● **Exercise requirements**:
[a] In the image-processing patent text, what is each salient instance said to indicate?
[b] Write the next part of the image-processing patent text, picking up after claim 1.

** begin Selected extract **

A computer-implemented method of image processing to identify one or more objects in an image including receiving one or more input images, wherein each input image includes one or more salient instances, wherein each salient instance is indicative of an object, identifying a plurality of key points associated with each salient instance within each input image, segmentation of salient instances in each image by utilizing the plurality of key points, wherein the key points include a centre point and peripheral points of each salient instance, and predicting one or more objects within each image based on the segmentation of each salient instance.

Claims

exact text as granted — not AI-modified
1 . A computer-implemented method of image processing to identify one or more objects in an image comprising:
 receiving one or more input images, wherein each input image includes one or more salient instances, wherein each salient instance is indicative of an object,   identifying a plurality of key points associated with each salient instance within each input image,   segmentation of salient instances in each image by utilizing the plurality of key points, wherein the key points comprise a centre point and peripheral points of each salient instance, and;   predicting one or more objects within each image based on the segmentation of each salient instance.

** end Selected extract **
** begin Material supplied **

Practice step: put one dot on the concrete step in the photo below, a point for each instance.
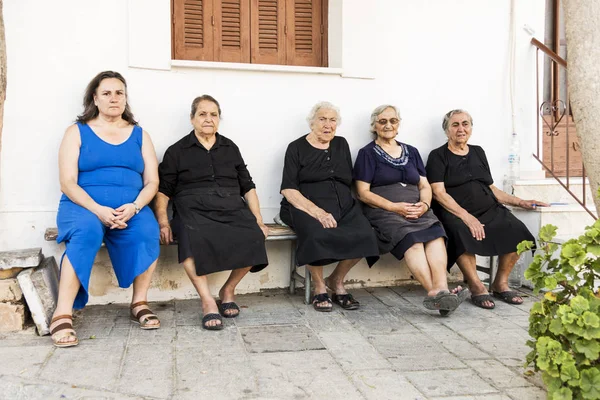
(550, 191)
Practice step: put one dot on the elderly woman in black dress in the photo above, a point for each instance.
(217, 218)
(472, 211)
(318, 205)
(390, 180)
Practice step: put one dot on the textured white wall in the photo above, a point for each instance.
(426, 57)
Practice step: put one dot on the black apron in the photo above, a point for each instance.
(216, 228)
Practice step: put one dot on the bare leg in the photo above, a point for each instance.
(209, 306)
(468, 266)
(141, 284)
(335, 281)
(227, 292)
(506, 263)
(67, 291)
(319, 283)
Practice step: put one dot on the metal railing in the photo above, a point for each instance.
(551, 113)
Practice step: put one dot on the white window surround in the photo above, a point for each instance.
(150, 41)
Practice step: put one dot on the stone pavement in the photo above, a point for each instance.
(279, 348)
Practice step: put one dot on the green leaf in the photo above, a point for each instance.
(590, 383)
(524, 246)
(562, 394)
(547, 232)
(590, 348)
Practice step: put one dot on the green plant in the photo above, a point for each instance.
(565, 324)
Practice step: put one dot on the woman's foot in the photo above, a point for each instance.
(62, 331)
(209, 309)
(228, 307)
(141, 313)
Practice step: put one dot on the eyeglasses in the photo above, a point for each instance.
(393, 121)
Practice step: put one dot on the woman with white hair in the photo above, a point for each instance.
(390, 179)
(318, 205)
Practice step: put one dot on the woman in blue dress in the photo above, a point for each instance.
(390, 180)
(108, 175)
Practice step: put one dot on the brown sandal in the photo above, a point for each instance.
(62, 331)
(143, 316)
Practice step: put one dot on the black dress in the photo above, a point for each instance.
(211, 220)
(467, 179)
(396, 179)
(325, 177)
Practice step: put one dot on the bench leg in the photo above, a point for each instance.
(293, 269)
(307, 280)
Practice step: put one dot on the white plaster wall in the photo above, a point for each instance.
(426, 57)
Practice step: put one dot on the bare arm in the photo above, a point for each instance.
(297, 200)
(508, 199)
(254, 206)
(150, 178)
(442, 197)
(68, 159)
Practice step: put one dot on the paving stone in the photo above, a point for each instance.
(314, 375)
(147, 371)
(385, 384)
(209, 374)
(10, 291)
(432, 362)
(25, 258)
(40, 287)
(405, 345)
(94, 363)
(9, 273)
(279, 338)
(23, 361)
(497, 374)
(352, 351)
(12, 317)
(449, 383)
(530, 393)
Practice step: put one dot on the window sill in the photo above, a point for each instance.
(256, 67)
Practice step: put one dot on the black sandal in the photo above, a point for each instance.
(228, 306)
(346, 301)
(321, 298)
(210, 317)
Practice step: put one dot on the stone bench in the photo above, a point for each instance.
(276, 233)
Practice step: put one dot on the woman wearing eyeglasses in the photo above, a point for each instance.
(318, 205)
(390, 179)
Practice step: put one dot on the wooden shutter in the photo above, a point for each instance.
(304, 38)
(232, 31)
(192, 30)
(268, 37)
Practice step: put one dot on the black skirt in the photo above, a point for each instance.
(396, 234)
(216, 228)
(352, 238)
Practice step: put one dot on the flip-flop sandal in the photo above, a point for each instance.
(508, 296)
(479, 299)
(320, 298)
(442, 301)
(228, 306)
(144, 316)
(62, 331)
(210, 317)
(346, 301)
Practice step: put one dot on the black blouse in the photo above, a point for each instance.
(189, 165)
(306, 164)
(466, 178)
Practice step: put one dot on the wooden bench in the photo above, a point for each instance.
(276, 233)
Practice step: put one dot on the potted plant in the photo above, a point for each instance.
(565, 323)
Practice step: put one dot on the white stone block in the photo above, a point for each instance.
(26, 258)
(40, 287)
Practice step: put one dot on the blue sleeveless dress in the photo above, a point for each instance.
(112, 176)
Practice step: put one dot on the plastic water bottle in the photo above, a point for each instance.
(514, 164)
(515, 278)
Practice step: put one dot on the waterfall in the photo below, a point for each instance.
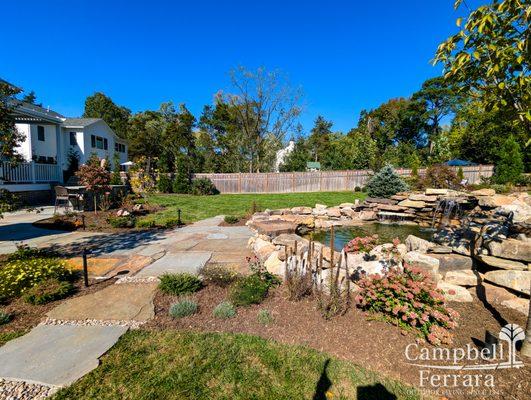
(446, 207)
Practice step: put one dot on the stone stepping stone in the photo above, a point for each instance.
(125, 302)
(57, 355)
(174, 262)
(218, 245)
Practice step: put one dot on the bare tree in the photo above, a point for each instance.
(266, 108)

** end Material supplied **

● **Answers**:
[a] Each salient instance indicates an object.

[b]
     
     
         2 . The method of  claim 1 , further comprising the steps of:
 performing a multi-level feature extraction on the received images to extract multiple features, and   processing the extracted features with multiple instance aware heads.   
     
     
         3 . The method of  claim 2 , wherein the step of identifying a plurality of key points comprises:
 identifying a centre point for each salient instance,   generate a first set of dynamic convolution filters based on the identified centre point, and;   predict a plurality of peripheral points using the dynamic convolution filters.   
     
     
         4 . The method of  claim 3 , comprises predicting a minimum number of peripheral points per instance, wherein the minimum number of peripheral points denote the limits of the instance in four directions. 
     
     
         5 . The method of  claim 1 , comprising the step of generating bottom features for each of the received images, wherein the bottom features are generated based on outputs from a feature pyramid network. 
     
     
         6 . The method of  claim 5 , wherein the bottom features are concatenated with relative coordinates to the centre point and convoluted by the first set of dynamic convolution filters to predict the peripheral points. 
     
     
         7 . The method of  claim 5 , comprising the steps of:
 generating a plurality of segmentation filters,   applying the segmentation filters to generate masks for each salient instance, and   segmenting the one or more images based on the generated masks to identify the one or more objects within each image.   
     
     
         8 . The method of  claim 7 , wherein the step of generating masks comprises convoluting the bottom features by the segmentation filters.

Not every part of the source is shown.